__Records supplied__.
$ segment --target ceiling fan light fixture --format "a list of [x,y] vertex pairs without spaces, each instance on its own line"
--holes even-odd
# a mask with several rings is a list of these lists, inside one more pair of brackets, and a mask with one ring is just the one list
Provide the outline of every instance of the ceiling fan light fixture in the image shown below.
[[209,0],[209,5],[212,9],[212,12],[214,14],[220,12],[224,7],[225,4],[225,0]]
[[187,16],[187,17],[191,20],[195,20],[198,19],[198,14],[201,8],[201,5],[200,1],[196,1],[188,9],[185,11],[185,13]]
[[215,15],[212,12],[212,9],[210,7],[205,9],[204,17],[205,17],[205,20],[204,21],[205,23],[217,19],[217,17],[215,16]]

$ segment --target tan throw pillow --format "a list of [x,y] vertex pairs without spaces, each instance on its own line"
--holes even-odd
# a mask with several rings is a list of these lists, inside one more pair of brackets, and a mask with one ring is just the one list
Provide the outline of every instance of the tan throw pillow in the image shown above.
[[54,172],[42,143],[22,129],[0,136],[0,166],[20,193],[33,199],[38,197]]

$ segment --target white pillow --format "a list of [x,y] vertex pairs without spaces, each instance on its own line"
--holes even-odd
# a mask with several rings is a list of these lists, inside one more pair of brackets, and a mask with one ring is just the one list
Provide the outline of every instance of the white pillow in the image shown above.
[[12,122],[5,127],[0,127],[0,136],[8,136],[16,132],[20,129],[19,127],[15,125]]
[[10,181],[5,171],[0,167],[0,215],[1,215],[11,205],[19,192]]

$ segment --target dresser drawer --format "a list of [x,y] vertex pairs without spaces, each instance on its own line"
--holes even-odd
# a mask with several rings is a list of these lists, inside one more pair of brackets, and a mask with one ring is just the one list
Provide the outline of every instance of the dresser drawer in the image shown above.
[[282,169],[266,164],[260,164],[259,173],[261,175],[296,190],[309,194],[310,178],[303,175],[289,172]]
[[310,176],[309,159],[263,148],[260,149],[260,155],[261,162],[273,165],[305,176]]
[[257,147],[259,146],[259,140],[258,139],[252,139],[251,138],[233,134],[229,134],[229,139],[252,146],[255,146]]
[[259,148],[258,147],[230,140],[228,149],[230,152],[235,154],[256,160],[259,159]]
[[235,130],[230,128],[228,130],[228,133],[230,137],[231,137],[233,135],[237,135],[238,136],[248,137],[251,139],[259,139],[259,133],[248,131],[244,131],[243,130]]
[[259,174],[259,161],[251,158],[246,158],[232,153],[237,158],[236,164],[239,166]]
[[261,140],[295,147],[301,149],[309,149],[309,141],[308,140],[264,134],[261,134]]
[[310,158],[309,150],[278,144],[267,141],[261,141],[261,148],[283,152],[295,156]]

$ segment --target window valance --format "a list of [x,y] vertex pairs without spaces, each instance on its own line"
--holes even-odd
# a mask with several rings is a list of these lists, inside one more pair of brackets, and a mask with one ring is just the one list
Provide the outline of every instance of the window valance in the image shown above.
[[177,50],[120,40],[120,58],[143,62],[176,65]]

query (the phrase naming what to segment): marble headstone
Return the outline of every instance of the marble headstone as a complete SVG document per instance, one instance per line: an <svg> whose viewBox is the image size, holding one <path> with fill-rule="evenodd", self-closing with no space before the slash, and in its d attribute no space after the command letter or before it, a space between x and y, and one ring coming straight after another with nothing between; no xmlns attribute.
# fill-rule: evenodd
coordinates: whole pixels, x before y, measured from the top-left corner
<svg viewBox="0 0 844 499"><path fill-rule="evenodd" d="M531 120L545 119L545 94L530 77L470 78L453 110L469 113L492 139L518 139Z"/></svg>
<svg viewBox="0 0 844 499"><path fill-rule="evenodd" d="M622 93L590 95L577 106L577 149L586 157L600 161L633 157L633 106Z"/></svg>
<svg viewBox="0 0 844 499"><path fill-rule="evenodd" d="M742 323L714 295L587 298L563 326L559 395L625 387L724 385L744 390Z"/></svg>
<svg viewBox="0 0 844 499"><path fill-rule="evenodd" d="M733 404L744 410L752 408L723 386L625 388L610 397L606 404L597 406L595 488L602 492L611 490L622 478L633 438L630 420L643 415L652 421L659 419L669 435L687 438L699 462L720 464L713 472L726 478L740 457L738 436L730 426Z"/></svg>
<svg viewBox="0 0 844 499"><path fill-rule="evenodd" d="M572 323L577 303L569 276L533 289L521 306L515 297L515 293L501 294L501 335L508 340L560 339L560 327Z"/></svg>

__Written problem__. Please give all the entries above as a JSON list of strings, one string for each line, leaving out blank lines.

__The answer__.
[
  "$ segment --target ceiling fan light fixture --format \"a list of [x,y] vertex pairs without spaces, each instance on its own line\"",
  "--holes even-odd",
  "# a mask with several rings is a list of these lists, inside one more pair of brackets, and a mask with one ring is just the one list",
  "Provide the outline of every instance of the ceiling fan light fixture in the image shown below.",
  "[[209,0],[209,5],[212,9],[212,12],[214,14],[220,12],[224,7],[225,4],[225,0]]",
  "[[187,16],[187,17],[191,20],[195,20],[198,19],[198,14],[201,8],[201,5],[200,1],[196,1],[188,9],[185,11],[185,13]]",
  "[[215,15],[212,12],[212,9],[210,7],[205,9],[204,17],[205,17],[205,20],[204,21],[205,23],[217,19],[217,17],[215,16]]",
  "$ segment --target tan throw pillow --format \"a list of [x,y] vertex pairs without spaces, each instance on its own line\"",
  "--holes even-odd",
  "# a mask with several rings is a list of these lists, inside one more pair of brackets, and a mask with one ring is just the one list",
  "Provide the outline of every instance of the tan throw pillow in the image shown above.",
  "[[54,172],[42,143],[22,129],[0,136],[0,166],[20,193],[33,199],[38,197]]",
  "$ segment --target white pillow --format \"a list of [x,y] vertex pairs without spaces, each instance on its own line\"",
  "--holes even-odd",
  "# a mask with several rings is a list of these lists, inside one more pair of brackets, and a mask with one ring is just the one list",
  "Provide the outline of every instance of the white pillow in the image shown above.",
  "[[12,122],[5,127],[0,127],[0,136],[8,136],[16,132],[20,129],[19,127],[15,125]]",
  "[[10,181],[5,171],[0,167],[0,215],[1,215],[11,205],[19,192]]",
  "$ segment --target dresser drawer --format \"a list of [x,y] vertex pairs without spaces, each instance on its own line\"",
  "--holes even-odd",
  "# a mask with several rings is a list of these lists, inside one more pair of brackets, and a mask with one ring is just the one list",
  "Provide the outline of every instance of the dresser drawer in the image shown above.",
  "[[282,169],[266,164],[260,164],[259,173],[261,175],[296,190],[309,194],[310,178],[303,175],[289,172]]",
  "[[310,176],[309,159],[263,148],[260,149],[260,155],[261,162],[273,165],[305,176]]",
  "[[257,147],[259,146],[259,140],[258,139],[252,139],[251,138],[233,134],[229,134],[229,139],[252,146],[255,146]]",
  "[[259,148],[258,147],[230,140],[228,149],[230,152],[235,154],[256,160],[259,159]]",
  "[[235,130],[230,128],[228,130],[228,133],[230,137],[231,137],[233,135],[237,135],[238,136],[248,137],[251,139],[259,139],[259,133],[248,131],[244,131],[243,130]]",
  "[[259,174],[259,161],[251,158],[246,158],[232,153],[237,158],[236,164],[239,166]]",
  "[[261,140],[295,147],[301,149],[309,149],[309,141],[308,140],[264,134],[261,134]]",
  "[[310,158],[309,150],[278,144],[267,141],[261,141],[261,148],[283,152],[295,156]]",
  "$ segment --target window valance --format \"a list of [x,y] vertex pairs without spaces, each instance on its own line\"",
  "--holes even-odd",
  "# a mask with several rings is a list of these lists, inside one more pair of brackets, and a mask with one ring is just the one list",
  "Provide the outline of every instance of the window valance in the image shown above.",
  "[[177,50],[120,40],[120,58],[143,62],[176,65]]",
  "query (the phrase naming what to segment): marble headstone",
  "Return the outline of every instance of the marble headstone as a complete SVG document per instance, one instance per line: an <svg> whose viewBox is the image size, holding one <path> with fill-rule=\"evenodd\", self-closing with no space before the slash, and in its d attribute no space after the command letter or before it, a space between x and y, and one ring coming straight after another with nothing between; no xmlns attribute.",
  "# fill-rule: evenodd",
  "coordinates: whole pixels, x before y, measured from the top-left corner",
  "<svg viewBox=\"0 0 844 499\"><path fill-rule=\"evenodd\" d=\"M531 120L545 119L545 94L530 77L470 78L453 110L469 113L492 139L518 139Z\"/></svg>",
  "<svg viewBox=\"0 0 844 499\"><path fill-rule=\"evenodd\" d=\"M622 93L590 95L577 106L577 149L586 157L600 161L633 157L633 106Z\"/></svg>",
  "<svg viewBox=\"0 0 844 499\"><path fill-rule=\"evenodd\" d=\"M742 323L714 295L587 298L563 326L559 395L625 387L724 385L744 390Z\"/></svg>",
  "<svg viewBox=\"0 0 844 499\"><path fill-rule=\"evenodd\" d=\"M733 404L744 410L752 408L723 386L625 388L610 397L606 404L597 406L595 488L602 492L611 490L622 478L633 438L630 420L643 415L652 421L659 419L669 435L687 438L699 462L720 464L713 472L726 478L740 457L738 436L730 426Z\"/></svg>",
  "<svg viewBox=\"0 0 844 499\"><path fill-rule=\"evenodd\" d=\"M572 323L577 303L569 276L533 289L521 306L515 297L515 293L501 294L501 335L508 340L560 339L560 327Z\"/></svg>"
]